#### [SET PROBLEM]
Reproduce the listing below word for word, keeping every line unchanged.

Stored data entries
-- START --

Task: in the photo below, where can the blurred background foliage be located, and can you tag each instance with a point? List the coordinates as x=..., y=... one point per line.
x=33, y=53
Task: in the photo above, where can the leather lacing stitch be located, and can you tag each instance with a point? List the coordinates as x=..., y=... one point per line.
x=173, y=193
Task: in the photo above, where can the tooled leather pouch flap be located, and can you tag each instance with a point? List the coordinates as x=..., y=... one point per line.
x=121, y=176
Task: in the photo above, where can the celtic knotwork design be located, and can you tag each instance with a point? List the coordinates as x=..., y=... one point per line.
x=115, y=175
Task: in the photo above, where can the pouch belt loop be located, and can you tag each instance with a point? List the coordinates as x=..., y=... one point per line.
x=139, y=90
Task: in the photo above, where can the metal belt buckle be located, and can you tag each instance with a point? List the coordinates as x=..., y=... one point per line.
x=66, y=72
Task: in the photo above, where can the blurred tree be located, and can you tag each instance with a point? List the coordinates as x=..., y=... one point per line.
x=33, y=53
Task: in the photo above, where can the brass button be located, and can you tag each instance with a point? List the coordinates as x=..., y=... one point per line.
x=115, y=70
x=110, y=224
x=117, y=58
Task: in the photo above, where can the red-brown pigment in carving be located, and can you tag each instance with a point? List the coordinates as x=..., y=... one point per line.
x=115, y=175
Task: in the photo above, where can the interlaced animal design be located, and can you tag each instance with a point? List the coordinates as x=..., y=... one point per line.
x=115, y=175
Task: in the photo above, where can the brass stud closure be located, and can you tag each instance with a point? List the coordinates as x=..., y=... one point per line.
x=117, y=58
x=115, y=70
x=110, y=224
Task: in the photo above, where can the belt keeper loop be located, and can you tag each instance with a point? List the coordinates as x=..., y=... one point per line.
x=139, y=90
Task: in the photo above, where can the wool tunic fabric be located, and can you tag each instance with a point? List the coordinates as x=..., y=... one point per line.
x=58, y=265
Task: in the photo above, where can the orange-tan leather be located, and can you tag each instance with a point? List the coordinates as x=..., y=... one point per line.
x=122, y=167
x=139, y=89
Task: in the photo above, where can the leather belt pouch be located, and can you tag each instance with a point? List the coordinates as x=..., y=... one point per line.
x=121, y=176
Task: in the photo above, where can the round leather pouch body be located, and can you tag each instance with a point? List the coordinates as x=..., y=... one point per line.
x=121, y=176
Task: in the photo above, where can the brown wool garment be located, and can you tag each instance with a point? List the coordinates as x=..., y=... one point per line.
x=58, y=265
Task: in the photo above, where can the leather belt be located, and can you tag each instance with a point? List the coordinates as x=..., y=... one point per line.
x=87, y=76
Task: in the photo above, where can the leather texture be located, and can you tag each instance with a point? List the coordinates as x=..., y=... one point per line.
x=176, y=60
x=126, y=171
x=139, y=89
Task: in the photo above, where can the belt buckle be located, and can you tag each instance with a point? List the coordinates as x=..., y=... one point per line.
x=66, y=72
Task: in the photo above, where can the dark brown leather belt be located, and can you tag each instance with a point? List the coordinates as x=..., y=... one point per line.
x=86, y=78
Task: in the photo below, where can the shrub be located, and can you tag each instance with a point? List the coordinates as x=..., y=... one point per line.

-- END --

#### [SOLVED PROBLEM]
Task: in the photo below, where can the blurred background foliage be located, and can you tag each instance with a point? List the coordinates as x=..., y=... one point per line.
x=33, y=53
Task: in the photo above, where can the leather lacing stitch be located, and can you tag each instance with a point? List the coordinates as x=..., y=... one point per line.
x=173, y=193
Task: in the photo above, where can the tooled leather pouch flap be located, and can you tag each instance with a point? List the coordinates as x=..., y=... one point per line.
x=121, y=176
Task: in the photo above, where can the celtic knotwork design be located, and can you tag each instance with a point? List the coordinates as x=..., y=... one point per line.
x=115, y=175
Task: in the photo above, where can the pouch belt loop be located, and can you tag each instance with a point? List the coordinates as x=..., y=... one point per line.
x=139, y=90
Task: in the photo above, where can the metal belt buckle be located, and can you tag each instance with a point? List the coordinates as x=..., y=... one point per line.
x=66, y=72
Task: in the photo above, where can the blurred tree be located, and can you tag each instance with a point? List the coordinates as x=..., y=... one point per line.
x=33, y=53
Task: in the photo above, where can the brass button be located, and can you tag each instance with a point? List the coordinates as x=..., y=... one point per line.
x=115, y=70
x=110, y=224
x=117, y=58
Task: in the photo above, where can the red-brown pigment in carving be located, and can you tag each instance with a point? List the coordinates as x=..., y=... one point per line.
x=115, y=175
Task: in the photo above, where can the interlaced animal design be located, and can you tag each instance with a point? List the coordinates as x=..., y=... one point per line.
x=115, y=175
Task: in the photo above, where can the brass stud closure be located, and can you tag each instance with a point? List the coordinates as x=..., y=... one point per line.
x=117, y=58
x=115, y=70
x=110, y=224
Task: in the photo above, where can the belt keeper loop be located, and can you tag each instance with a point? List the coordinates as x=..., y=... one point per line.
x=139, y=90
Task: in the photo above, where can the wool tunic fabric be located, and can you tag each instance with a point? List the coordinates as x=..., y=... one point per line.
x=58, y=265
Task: in the photo above, where can the orange-tan leather be located, and can you tag each instance with a point? List the coordinates as x=..., y=... one point per line.
x=122, y=167
x=139, y=89
Task: in the photo above, where can the leather belt pouch be located, and can you tag each instance with a point? List the coordinates as x=..., y=... one point per line.
x=121, y=176
Task: in the photo above, where can the round leather pouch body be located, and can you tag each instance with a point? List the coordinates as x=..., y=... one point per line.
x=121, y=176
Task: in the photo above, where can the brown wool garment be located, and can you tag each instance with a point? List the coordinates as x=..., y=... one point per line.
x=58, y=265
Task: in the photo above, where can the leather belt be located, and can you tag each instance with a point? List the coordinates as x=..., y=... one point per line.
x=87, y=76
Task: in the photo above, where can the leather texture be located, and can you tag each instance with a point? List the coordinates as x=..., y=... one point per line.
x=176, y=60
x=126, y=171
x=139, y=89
Task: in the photo above, where can the belt buckle be located, and can you tag each instance with a point? List the coordinates as x=..., y=... one point per line.
x=66, y=72
Task: in the photo above, where can the dark brown leather belt be located, and can you tag each instance with a point? List the coordinates as x=..., y=... one point per line.
x=86, y=78
Task: in the photo below, where can the shrub be located, and can you tag each instance with a point? List the coordinates as x=..., y=... one point per line.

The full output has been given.